=== EXTRAIT DU TEXTE ===

Le regard de Jean Madiran sur les trente dernières années de la vie de
l’Église
- par Yves Chiron
Quant à la
messe, il y a plusieurs variétés de catholiques, et plusieurs variétés de
prêtres, d’évêques et même de cardinaux :
• ceux qui
n’acceptent que la messe traditionnelle. « Hors de la messe de saint Pie
V, il n’y a point de salut ». La formule n’est pas littérale, mais sous
une forme aussi brutale elle a eu cours et elle est encore professée ici et là.
Dans la Fraternité Saint-Pie X, longtemps on a prêché (par exemple aux enfants
des écoles qui partaient pour les vacances d’été) qu’il valait mieux ne pas
aller à la messe le dimanche si on ne pouvait pas assister à une messe selon le
rite traditionnel. Ce n’était pas un sermon d’occasion, mais un sermon répété
d’année en année. Le dit-on aussi brutalement aujourd’hui ? Je n’en sais
rien. En tout cas, depuis longtemps la FSSPX ne prêche plus selon la position
exprimée par Mgr Lefebvre en 1970 : « Si on n’a pas le choix et si le
prêtre qui célèbre la messe selon le Novus
Ordo est un prêtre digne et fidèle, on ne doit pas s’abstenir d’aller à la
messe »[1].
• en face, il
y a ceux pour qui la messe traditionnelle est un vestige d’archéologie
chrétienne. « Hors de la messe de Paul VI, il n’y a point de vie
spirituelle » pourraient-ils dire. C’était la position du P. Congar,
théologien tant estimé dans la deuxième moitié du XXe siècle : « J’ai
aimé la messe latine que j’ai célébrée pendant près de quarante ans. Mais je ne
voudrais pas y revenir. J’ai récemment assisté (et, comme prêtre, concélébré) à
une messe dite de saint Pie V, célébrée pour l’enterrement d’un ami.
Franchement, c’était pénible. L’assistance n’a pas dit un mot ; elle ne
voyait rien et n’entendait presque rien de ce que le prêtre, dos au peuple,
faisait à l’autel.[2] »
• il y a
encore les adeptes d’une voie moyenne, ceux qui, sans refuser aux autres la
messe traditionnelle, ont fait de l’assistance à la messe de Paul VI un critère
de communion ecclésiale. Leur formule pourrait être : « Sans la messe
de Paul VI, au moins une fois par an (pour la messe chrismale), point de
communion pleine et entière ».
La position de
Jean Madiran ne se ramène à aucune de celles-là – nomenclature non exhaustive.

===

* [CONSIGNE 1]
Résumez en deux phrases le paragraphe de l'extrait qui commence par « en face, il y a ceux pour qui », en conservant ses faits principaux.
* [CONSIGNE 2]
Recopiez fidèlement le passage de l'extrait qui commence à « Franchement, c’était pénible. » et se termine à « nomenclature non exhaustive. ».

=== DONNÉES ENREGISTRÉES ===

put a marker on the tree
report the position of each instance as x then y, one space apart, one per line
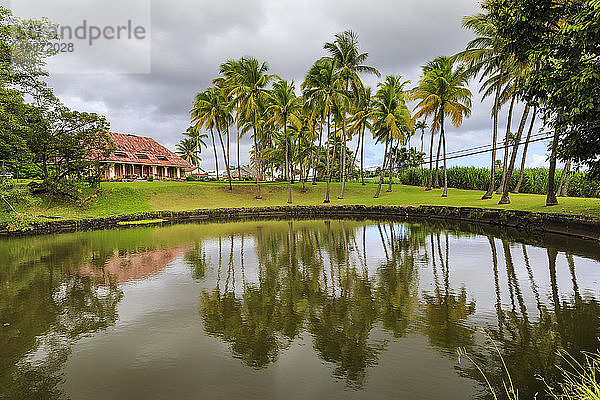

===

* [RÉPONSE ATTENDUE 1]
Pour certains, la messe traditionnelle n'est qu'un vestige d'archéologie chrétienne, et ils pourraient dire que hors de la messe de Paul VI, il n'y a point de vie spirituelle. C'était la position du P. Congar, théologien très estimé dans la seconde moitié du XXe siècle : après avoir célébré la messe latine pendant près de quarante ans, il ne voulait pas y revenir et trouva pénible une messe de saint Pie V concélébrée pour l'enterrement d'un ami, où l'assistance, muette, ne voyait rien et n'entendait presque rien de ce que le prêtre, dos au peuple, faisait à l'autel.

* [RÉPONSE ATTENDUE 2]
Franchement, c’était pénible. L’assistance n’a pas dit un mot ; elle ne
voyait rien et n’entendait presque rien de ce que le prêtre, dos au peuple,
faisait à l’autel.[2] »
• il y a
encore les adeptes d’une voie moyenne, ceux qui, sans refuser aux autres la
messe traditionnelle, ont fait de l’assistance à la messe de Paul VI un critère
de communion ecclésiale. Leur formule pourrait être : « Sans la messe
de Paul VI, au moins une fois par an (pour la messe chrismale), point de
communion pleine et entière ».
La position de
Jean Madiran ne se ramène à aucune de celles-là – nomenclature non exhaustive.